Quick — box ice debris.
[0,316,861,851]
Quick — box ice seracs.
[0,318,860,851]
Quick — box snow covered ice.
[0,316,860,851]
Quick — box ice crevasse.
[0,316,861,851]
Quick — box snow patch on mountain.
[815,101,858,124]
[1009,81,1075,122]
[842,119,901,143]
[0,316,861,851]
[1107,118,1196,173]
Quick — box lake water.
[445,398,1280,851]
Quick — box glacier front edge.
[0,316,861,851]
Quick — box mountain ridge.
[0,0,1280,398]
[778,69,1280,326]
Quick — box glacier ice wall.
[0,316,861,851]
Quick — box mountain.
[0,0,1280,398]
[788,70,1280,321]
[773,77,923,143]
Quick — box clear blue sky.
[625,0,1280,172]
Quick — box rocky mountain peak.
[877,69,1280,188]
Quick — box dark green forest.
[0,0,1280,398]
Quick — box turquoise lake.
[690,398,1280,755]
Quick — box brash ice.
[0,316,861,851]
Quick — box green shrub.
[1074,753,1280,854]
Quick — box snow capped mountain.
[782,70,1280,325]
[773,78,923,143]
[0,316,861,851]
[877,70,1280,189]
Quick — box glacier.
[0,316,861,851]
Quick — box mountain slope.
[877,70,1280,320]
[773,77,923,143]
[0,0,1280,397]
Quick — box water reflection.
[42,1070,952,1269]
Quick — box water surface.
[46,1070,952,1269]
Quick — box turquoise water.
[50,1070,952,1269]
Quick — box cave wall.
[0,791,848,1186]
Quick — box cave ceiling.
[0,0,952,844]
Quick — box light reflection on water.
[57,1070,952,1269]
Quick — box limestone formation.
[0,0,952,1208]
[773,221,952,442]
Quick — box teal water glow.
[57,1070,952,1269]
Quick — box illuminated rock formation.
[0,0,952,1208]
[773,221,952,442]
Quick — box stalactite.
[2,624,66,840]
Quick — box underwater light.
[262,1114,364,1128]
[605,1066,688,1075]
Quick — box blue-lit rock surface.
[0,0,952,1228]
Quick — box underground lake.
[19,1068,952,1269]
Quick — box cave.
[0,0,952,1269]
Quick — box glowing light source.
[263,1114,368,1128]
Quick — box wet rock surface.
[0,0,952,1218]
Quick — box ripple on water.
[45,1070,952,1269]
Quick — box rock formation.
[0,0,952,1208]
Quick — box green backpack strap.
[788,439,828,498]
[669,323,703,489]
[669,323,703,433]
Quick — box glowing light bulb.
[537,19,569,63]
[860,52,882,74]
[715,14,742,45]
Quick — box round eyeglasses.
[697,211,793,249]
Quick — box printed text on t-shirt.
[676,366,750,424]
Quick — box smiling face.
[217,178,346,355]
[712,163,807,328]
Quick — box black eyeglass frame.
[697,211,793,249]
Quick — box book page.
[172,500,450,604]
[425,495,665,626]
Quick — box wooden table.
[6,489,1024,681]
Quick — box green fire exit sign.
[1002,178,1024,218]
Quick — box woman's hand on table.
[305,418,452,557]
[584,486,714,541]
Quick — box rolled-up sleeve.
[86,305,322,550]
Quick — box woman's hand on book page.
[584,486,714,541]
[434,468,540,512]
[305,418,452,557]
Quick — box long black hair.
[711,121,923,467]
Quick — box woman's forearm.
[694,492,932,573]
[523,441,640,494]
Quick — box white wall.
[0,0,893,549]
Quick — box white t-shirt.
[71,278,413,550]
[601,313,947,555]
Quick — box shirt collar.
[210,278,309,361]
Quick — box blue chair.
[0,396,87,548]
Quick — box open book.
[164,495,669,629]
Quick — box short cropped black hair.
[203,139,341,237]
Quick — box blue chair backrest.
=-=-=
▸ Your instructions: Copy every item above word for word, from the first to the last.

▸ Problem solution:
Quick — box ice debris.
[0,316,861,851]
Quick — box ice seracs.
[0,318,860,851]
Quick — box snow covered ice.
[0,316,860,851]
Quick — box ice crevasse.
[0,316,861,851]
Quick — box snow patch on mountain.
[815,101,858,124]
[1009,81,1075,122]
[842,119,901,143]
[0,316,861,851]
[1107,118,1196,173]
Quick — box lake water.
[445,398,1280,851]
Quick — box glacier front edge.
[0,316,861,851]
Quick — box mountain ridge.
[0,0,1280,398]
[778,69,1280,326]
Quick — box glacier ice wall.
[0,316,861,851]
Quick — box mountain.
[0,0,1280,398]
[788,70,1280,321]
[773,77,923,143]
Quick — box clear blue sky.
[625,0,1280,172]
Quick — box rocky mountain peak.
[877,69,1280,188]
Quick — box dark green forest.
[0,0,1280,398]
Quick — box turquoise lake.
[690,398,1280,755]
Quick — box brash ice.
[0,316,861,851]
Quick — box green shrub.
[1074,753,1280,854]
Quick — box snow capped mountain.
[782,70,1280,325]
[773,78,923,143]
[0,316,861,851]
[877,70,1280,189]
Quick — box glacier.
[0,316,861,851]
Quick — box mountain slope.
[877,70,1280,320]
[773,77,923,143]
[0,0,1280,397]
Quick — box water reflection.
[42,1070,952,1269]
Quick — box water surface.
[46,1070,952,1269]
Quick — box turquoise water.
[50,1070,952,1269]
Quick — box cave wall.
[0,791,848,1186]
Quick — box cave ceiling.
[0,0,952,844]
Quick — box light reflection on water.
[57,1070,952,1269]
Quick — box limestone formation.
[0,0,952,1208]
[773,221,952,442]
Quick — box teal water glow.
[57,1070,952,1269]
Quick — box illuminated rock formation.
[0,0,952,1208]
[773,221,952,442]
Quick — box stalactite.
[2,624,66,840]
Quick — box underwater light.
[262,1114,364,1128]
[605,1066,688,1075]
Quick — box blue-lit rock surface.
[0,0,952,1228]
Quick — box underground lake.
[19,1068,952,1269]
Quick — box cave.
[0,0,952,1269]
Quick — box glowing light source.
[263,1114,368,1128]
Quick — box wet rock surface.
[0,0,952,1218]
Quick — box ripple on water.
[45,1070,952,1269]
Quick — box rock formation.
[0,0,952,1208]
Quick — box green backpack strap.
[788,439,828,498]
[669,323,703,489]
[669,323,703,433]
Quick — box glowing light bulb.
[537,19,569,63]
[860,52,882,74]
[715,14,742,45]
Quick — box round eyeglasses.
[697,211,793,249]
Quick — box printed text on t-shirt.
[676,366,750,424]
Quick — box smiling face.
[217,178,346,355]
[712,163,807,328]
Quick — box black eyeglass frame.
[697,211,793,249]
Quick — box book page.
[172,500,450,604]
[425,495,665,626]
Quick — box wooden table.
[6,489,1024,681]
Quick — box green fire exit sign.
[1002,178,1024,218]
Quick — box woman's hand on table.
[305,418,452,557]
[584,486,714,541]
Quick — box rolled-up sleeve.
[86,305,322,550]
Quick — box woman's hand on book page.
[584,486,714,541]
[434,468,540,512]
[305,418,452,557]
Quick — box long black hair.
[711,121,923,467]
Quick — box woman's forearm.
[694,492,932,573]
[523,441,640,494]
Quick — box white wall.
[0,0,893,549]
Quick — box white t-shirt.
[71,278,413,550]
[601,313,947,555]
Quick — box shirt collar.
[210,278,309,361]
Quick — box blue chair.
[0,396,87,548]
Quick — box open book.
[164,495,669,629]
Quick — box short cropped black hair.
[203,139,341,237]
Quick — box blue chair backrest.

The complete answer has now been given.